___ Records provided ___

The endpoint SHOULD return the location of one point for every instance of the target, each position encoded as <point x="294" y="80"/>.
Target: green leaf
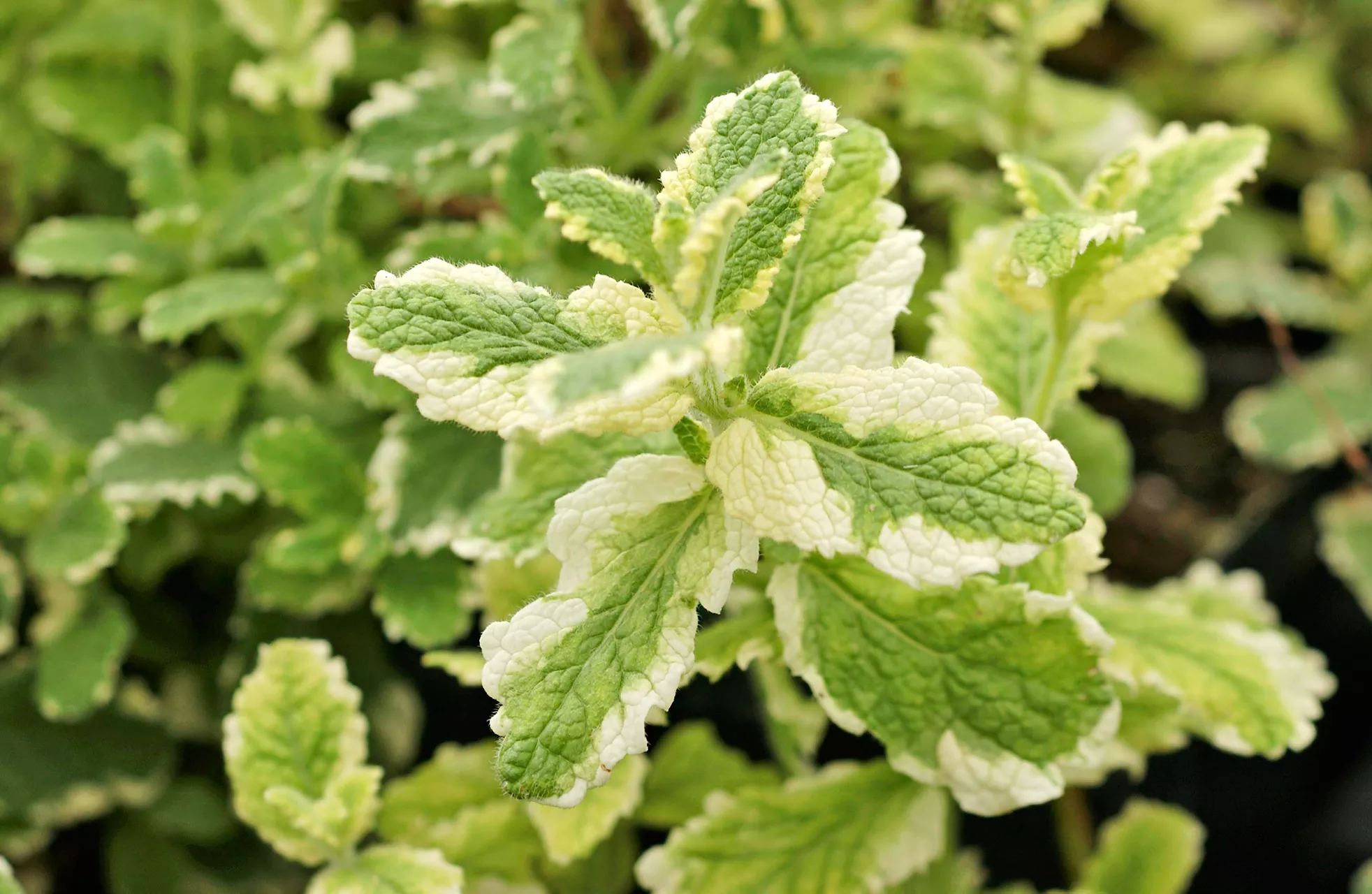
<point x="1188" y="180"/>
<point x="1212" y="642"/>
<point x="81" y="387"/>
<point x="572" y="834"/>
<point x="22" y="303"/>
<point x="1346" y="541"/>
<point x="1047" y="247"/>
<point x="611" y="214"/>
<point x="205" y="397"/>
<point x="425" y="478"/>
<point x="455" y="803"/>
<point x="623" y="617"/>
<point x="1280" y="424"/>
<point x="420" y="599"/>
<point x="173" y="314"/>
<point x="1102" y="451"/>
<point x="78" y="666"/>
<point x="689" y="763"/>
<point x="852" y="827"/>
<point x="907" y="467"/>
<point x="294" y="749"/>
<point x="464" y="339"/>
<point x="532" y="58"/>
<point x="412" y="131"/>
<point x="744" y="633"/>
<point x="851" y="273"/>
<point x="774" y="114"/>
<point x="1336" y="212"/>
<point x="977" y="325"/>
<point x="511" y="521"/>
<point x="1148" y="848"/>
<point x="300" y="465"/>
<point x="78" y="539"/>
<point x="92" y="247"/>
<point x="150" y="462"/>
<point x="1151" y="358"/>
<point x="1039" y="186"/>
<point x="951" y="667"/>
<point x="390" y="868"/>
<point x="65" y="774"/>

___

> Your task: Rewrite the material from its beginning through the line containing "Target: green leaf", substituting "service" for "endpoint" and leaving everything else unchanged.

> Task solution:
The service SHOULD return the location of one point for every instance of the target, each position encoded as <point x="294" y="80"/>.
Target: green leaf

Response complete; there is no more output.